[Excerpts from point annotation data]
#####

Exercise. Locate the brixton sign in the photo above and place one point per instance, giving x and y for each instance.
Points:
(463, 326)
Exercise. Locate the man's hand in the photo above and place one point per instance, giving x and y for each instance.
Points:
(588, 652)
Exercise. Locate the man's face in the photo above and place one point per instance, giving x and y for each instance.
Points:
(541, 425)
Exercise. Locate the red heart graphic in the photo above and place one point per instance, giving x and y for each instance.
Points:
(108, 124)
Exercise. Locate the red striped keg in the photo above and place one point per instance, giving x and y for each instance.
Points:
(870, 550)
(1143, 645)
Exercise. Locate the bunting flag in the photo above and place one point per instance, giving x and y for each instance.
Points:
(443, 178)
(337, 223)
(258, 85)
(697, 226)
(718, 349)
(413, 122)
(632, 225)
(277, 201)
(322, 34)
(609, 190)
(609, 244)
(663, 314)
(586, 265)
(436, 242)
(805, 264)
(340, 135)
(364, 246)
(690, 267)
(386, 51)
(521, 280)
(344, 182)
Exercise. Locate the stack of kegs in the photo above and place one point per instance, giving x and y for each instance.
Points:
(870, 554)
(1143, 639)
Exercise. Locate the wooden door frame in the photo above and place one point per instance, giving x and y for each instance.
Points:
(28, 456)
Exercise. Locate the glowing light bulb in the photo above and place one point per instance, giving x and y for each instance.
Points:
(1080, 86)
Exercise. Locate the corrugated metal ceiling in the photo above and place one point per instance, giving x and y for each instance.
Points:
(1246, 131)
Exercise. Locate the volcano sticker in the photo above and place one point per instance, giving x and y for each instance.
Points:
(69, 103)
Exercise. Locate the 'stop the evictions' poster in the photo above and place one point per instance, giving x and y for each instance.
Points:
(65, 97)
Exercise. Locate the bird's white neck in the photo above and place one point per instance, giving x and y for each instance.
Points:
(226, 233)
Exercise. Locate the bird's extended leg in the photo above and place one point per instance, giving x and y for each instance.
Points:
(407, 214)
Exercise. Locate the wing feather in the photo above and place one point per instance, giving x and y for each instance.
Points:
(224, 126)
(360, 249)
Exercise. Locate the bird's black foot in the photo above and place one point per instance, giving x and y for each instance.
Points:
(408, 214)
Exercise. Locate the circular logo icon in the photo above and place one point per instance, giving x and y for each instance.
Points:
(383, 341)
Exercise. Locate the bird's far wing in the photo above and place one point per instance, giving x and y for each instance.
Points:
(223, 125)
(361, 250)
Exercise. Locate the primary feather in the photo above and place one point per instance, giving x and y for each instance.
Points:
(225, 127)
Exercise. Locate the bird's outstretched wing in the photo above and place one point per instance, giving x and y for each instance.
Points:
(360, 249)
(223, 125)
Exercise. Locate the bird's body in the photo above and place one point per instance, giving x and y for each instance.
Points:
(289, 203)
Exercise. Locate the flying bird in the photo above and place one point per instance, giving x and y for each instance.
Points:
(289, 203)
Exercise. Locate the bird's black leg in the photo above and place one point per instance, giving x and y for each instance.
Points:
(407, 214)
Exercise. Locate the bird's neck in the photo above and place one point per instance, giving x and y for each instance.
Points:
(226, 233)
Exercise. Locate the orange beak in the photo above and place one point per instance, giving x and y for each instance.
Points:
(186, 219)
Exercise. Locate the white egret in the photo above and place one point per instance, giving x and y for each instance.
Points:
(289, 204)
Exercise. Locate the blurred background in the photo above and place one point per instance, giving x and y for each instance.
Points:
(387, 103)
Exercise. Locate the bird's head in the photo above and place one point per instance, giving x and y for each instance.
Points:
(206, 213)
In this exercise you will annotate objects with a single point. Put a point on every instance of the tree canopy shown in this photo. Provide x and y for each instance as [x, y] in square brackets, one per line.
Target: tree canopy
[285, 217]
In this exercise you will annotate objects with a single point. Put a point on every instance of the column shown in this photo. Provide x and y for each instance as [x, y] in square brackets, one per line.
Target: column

#####

What the exercise asks: Copy all of the data above line for line, without changing a single character.

Completed task:
Exercise. Locate the brixton sign in the photo above and place one point per instance, giving x and y for each instance.
Points:
(463, 326)
Exercise. Locate the man's hand in the photo above and place one point per instance, giving x and y for each instance.
Points:
(588, 652)
Exercise. Locate the man's face in the photo above and place one point per instance, giving x and y for each instance.
Points:
(541, 425)
Exercise. Locate the red heart graphic in the photo above and place one point per instance, giving x and y for each instance.
Points:
(108, 124)
Exercise. Locate the red striped keg in the photo above and place one point per instance, giving x and y for each instance.
Points:
(870, 550)
(1143, 645)
Exercise. Locate the bunting flag in the photo above and place one point per instance, giving x and y for each instance.
Points:
(443, 178)
(337, 223)
(258, 85)
(697, 226)
(718, 349)
(413, 122)
(632, 225)
(277, 201)
(322, 34)
(609, 190)
(609, 244)
(663, 314)
(586, 265)
(436, 242)
(805, 264)
(340, 135)
(364, 246)
(690, 267)
(386, 51)
(521, 280)
(344, 182)
Exercise. Locate the stack of kegs in the photo above and place one point per instance, giving x and y for each instance.
Points:
(870, 554)
(1143, 639)
Exercise. Locate the wooden door frame in the photo above and place one point per instance, giving x and y for each instance.
Points:
(28, 456)
Exercise. Locate the glowing light bulb in the photo above and place one point per instance, giving x and y for each instance.
Points:
(1080, 86)
Exercise. Locate the corrugated metal ceiling in the photo above and place one point per instance, giving x and y for each instance.
Points:
(1246, 131)
Exercise. Locate the volcano sticker in the photo above and place one point per instance, giving x and y for each instance.
Points:
(69, 103)
Exercise. Locate the 'stop the evictions' poster in the photo above and place one point per instance, giving x and y for each instance.
Points:
(65, 97)
Exercise. Locate the bird's white neck in the photo above and place one point per instance, giving x and y for each instance.
Points:
(226, 233)
Exercise. Locate the bird's extended leg in the photo above and place one point per instance, giving x and y for each instance.
Points:
(407, 214)
Exercise. Locate the wing feather in the photo above and place one point per instance, giving x and y for each instance.
Points:
(224, 126)
(360, 249)
Exercise. Locate the bird's black foot in the photo above and place one point per instance, giving x and y for each instance.
Points:
(408, 214)
Exercise. Locate the circular logo icon in the photo above and place one point per instance, giving x and y for each instance.
Points:
(383, 341)
Exercise. Locate the bird's far wing in the photo above and place one point per instance, giving x and y for each instance.
Points:
(223, 125)
(361, 250)
Exercise. Locate the primary feather in the photo above and place one point per instance, giving x and y for each instance.
Points:
(225, 127)
Exercise. Locate the bird's outstretched wing in the photo above and place one point per instance, giving x and y for each instance.
Points:
(360, 249)
(223, 125)
Exercise. Locate the bird's body in the photo above and place one point per instance, giving x and y for each instance.
Points:
(289, 203)
Exercise. Locate the flying bird in the photo above and place one point per instance, giving x and y for each instance.
Points:
(289, 203)
Exercise. Locate the bird's black leg in the photo above and place one point per instance, giving x and y for each instance.
Points:
(407, 214)
Exercise. Locate the bird's neck in the photo above and place one point per instance, giving x and y for each instance.
Points:
(226, 233)
Exercise. Locate the orange beak in the photo above and place one point per instance, giving x and y for each instance.
Points:
(186, 219)
Exercise. Locate the white egret in the photo above and place one point per instance, giving x and y for each instance.
Points:
(289, 204)
Exercise. Locate the blurred background in the photo above and place one point per instance, giving x and y for each instance.
Points:
(387, 103)
Exercise. Locate the bird's head in the photo above and place one point per instance, giving x and y for each instance.
Points:
(206, 213)
In this exercise you will annotate objects with a single point. Put a point on every instance of the tree canopy shown in this photo. Provide x and y for each instance as [x, y] in square brackets, one per line.
Target: tree canopy
[285, 217]
In this exercise you will annotate objects with a single point. Put a point on every instance of the column shown in this photo. Provide x and y for each instance as [x, y] in square brackets, one per line.
Target: column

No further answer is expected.